» Stated problem
Can you write out all of the material below, word for word?

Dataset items
● ● ●
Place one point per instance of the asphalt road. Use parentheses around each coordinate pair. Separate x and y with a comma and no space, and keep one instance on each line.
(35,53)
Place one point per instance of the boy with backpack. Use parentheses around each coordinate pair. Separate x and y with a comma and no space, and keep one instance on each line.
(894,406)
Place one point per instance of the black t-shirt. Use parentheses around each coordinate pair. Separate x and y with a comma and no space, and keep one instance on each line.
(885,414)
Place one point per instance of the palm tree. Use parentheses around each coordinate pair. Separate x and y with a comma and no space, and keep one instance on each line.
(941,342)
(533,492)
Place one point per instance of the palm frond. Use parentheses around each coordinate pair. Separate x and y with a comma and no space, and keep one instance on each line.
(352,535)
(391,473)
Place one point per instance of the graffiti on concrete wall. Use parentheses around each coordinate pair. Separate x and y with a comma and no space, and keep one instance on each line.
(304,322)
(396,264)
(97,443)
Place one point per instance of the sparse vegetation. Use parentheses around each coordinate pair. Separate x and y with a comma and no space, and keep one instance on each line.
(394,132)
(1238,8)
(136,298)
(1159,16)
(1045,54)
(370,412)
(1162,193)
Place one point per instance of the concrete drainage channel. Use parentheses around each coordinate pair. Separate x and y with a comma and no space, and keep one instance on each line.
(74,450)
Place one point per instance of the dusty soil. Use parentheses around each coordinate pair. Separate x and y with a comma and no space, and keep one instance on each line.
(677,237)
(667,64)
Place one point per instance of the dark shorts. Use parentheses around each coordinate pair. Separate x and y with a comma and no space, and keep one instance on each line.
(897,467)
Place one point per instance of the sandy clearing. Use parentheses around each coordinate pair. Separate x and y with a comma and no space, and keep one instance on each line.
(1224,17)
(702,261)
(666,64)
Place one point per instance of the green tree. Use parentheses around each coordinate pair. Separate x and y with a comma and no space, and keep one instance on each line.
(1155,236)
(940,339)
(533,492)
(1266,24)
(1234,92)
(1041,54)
● ● ●
» Finished answer
Place one point per instance of the asphalt road. Use parentheses around each coordinate pair. Separate x and y with a comma and no space, and keep one instance on each line.
(35,53)
Place one point per instance of the boy with backpack. Use parentheses around each coordinate pair. Separate x and y with a comma and no space, and keep one instance on each line.
(894,406)
Place one point per instance of the black t-shirt. Use parentheses around each coordinate pair. Separate x and y with a comma and no space, and keep one instance on each line.
(885,414)
Place one point per instance of the palm tree. Use parentheses around each coordinate pair. Separate x and y with a comma and no space, and keep one instance on each line.
(941,342)
(533,492)
Place one point per instance of the palm frond. Use parentheses around each coordinate pair. Separate x and y with a comma and no space, and keep one instance on each line.
(352,535)
(391,473)
Place one point per instance of the graffiti on concrete wall. Use parentheses around each coordinate pair. Separate x and y with a comma and no space, and keep one instance on each line.
(304,322)
(396,264)
(97,443)
Place one point per instance of the sparse vegetation. Use parentheses around each coordinate pair. Separate x and y with a comma and no space, and keep one instance on each line.
(394,132)
(1238,8)
(136,298)
(1159,16)
(1045,54)
(370,412)
(1162,193)
Place one point per instance of the concrete drainage channel. Use parentheses around each coordinate pair. Separate x and y with a comma and no space, and keep one instance on each line.
(74,450)
Place one point per instance of the dusty soil. Use parentheses around each coordinate pair. Separate x and y with a comma and no space, and keep one instance on each line.
(677,237)
(667,64)
Place one point per instance of the dark shorts. Use parentheses around each coordinate pair. Separate x and y with a comma and no space, and keep one instance on each line.
(897,467)
Place one point per instance of the sandy clearing. Use parentheses around each coordinate pair. Separate x and y with a comma and no space, and keep one instance on each line.
(1224,17)
(702,261)
(666,64)
Place one point per instance of the green tree. Use parentheses around each coordinate pair. Separate x and y with a comma and no space, and keep one instance on each line.
(1155,236)
(940,339)
(533,492)
(1266,24)
(1234,92)
(1041,54)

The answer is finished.